---------- SELECTED EXTRACT ----------

Issue 16 / June 2021
HE 1327-2326 mon amour
Stefan Klein
Astronomer Anna Frebel likes small lights and has little preference for the familiar. Ideal conditions for plunging into space, even if only via telescope and theory
Stefan Klein: When did you first become interested in stars?
Anna Frebel: Most definitely before I was ten. Back then I was watching Star Trek and wanted to be Captain Picard. But then I saw a documentary film where the cosmonauts in Kazakhstan were placed in a centrifuge so that they could accustom themselves to the acceleration that would take place during a rocket launch. It was at that moment when I realized that I was not suitable for being an astronaut. I was nevertheless still drawn to outer space. And what’s the next best thing? Looking at stars of course.
SK: Do you have a favorite star?
AF: When you’ve worked with stars for a long time, you develop real affection for them because you know them so well and know more about them than anyone else. My favorite star is HE 1327-2326. I discovered it in 2005. And we’re still finding out new things about it.
SK: Where exactly is HE 1327-2326? And what does it look like?
AF: In the Hydra constellation, south of the celestial equator, at about 5000 light years’ distance from us. For us astronomers it’s almost right next door. You can spot it with an amateur telescope. You might notice a slight bluish hue. But stars are actually always boring to look at. They are such tiny lights, after all, but I like tiny lights.
SK: You have an emotional connection with your research object.

---------- PROVIDED DATA ----------

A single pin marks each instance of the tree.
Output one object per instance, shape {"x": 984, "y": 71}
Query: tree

----------

WHAT YOU HAVE TO DO -> Carry on the interview with the astronomer about her favorite star, starting right after its last line.

RESULT FOR THIS EXERCISE ->
AF: A little bit. HE 1327-2326 makes me sentimental because it reminds me of the good old days. When I discovered it, I was a graduate student in Australia. Those were exciting and inspiring years. I met great people, and discovered things that suddenly the whole world wanted to know about. I worked with an older telescope in the middle of an enormous national park with countless kangaroos. One time, during my longest observing run, we were threathened by a brushfire. Fortunately the fire eventually bypassed the observatory.
SK: You found HE 1327-2326 when you were searching for stars that have a particularly low iron content for your PhD thesis. Why were you looking for such stars?
AF: Because such stars are very old and tell us a lot about the formation of the universe. After all, the elements are formed by nuclear fusion within stars. After the Big Bang, the universe only consisted of hydrogen, helium and traces of lithium. Over time, increasing amounts of the heavier elements were added. The less iron a star contains, the more primitive it must be. And when we discovered HE 1327-2326, it was the most iron-poor star known. Incidentally, I almost threw out the piece of paper with a bunch of star names on it, including HE 1327-2326, as it had already been on my list of misclassified objects. Luckily, I decided, just to be on the safe side, to ask my supervisor again. I became quite aware of just how much experience I was still lacking.
SK: You were 25 years old. What exactly led to your becoming interested in the oldest stars?
AF: Chemistry, nuclear physics and stellar astronomy had always fascinated me as a teenager. Then when I was sixteen I did an internship at the astronomical observatory in Basel. At that time, the age of the universe was still only loosely determined. It was believed to be around 20 billion years old, and people were arguing about the value of the Hubble constant.
SK: That’s the speed with which the universe has been expanding ever since the Big Bang.
AF: The constant of proportionality of this expansion, to be precise. We can use it to calculate the age of the universe. There were two schools of thought and it was war to the knife. One camp claimed that the Hubble constant was 55, whereas the other camp made a case for it being 100. Today we know that the true value lies exactly in the middle. The leader of one of these camps just happened to be the director of the observatory in Basel, so I gathered something of the history of this rivalry without quite understanding its significance, which had been a central question in cosmology.
SK: It seems to me that this is one of the most important and at the same time most underestimated insights of the twentieth century: the universe is not eternal but instead it has a history. And if you wish to understand it then you have to understand not only the laws of nature but this history as well.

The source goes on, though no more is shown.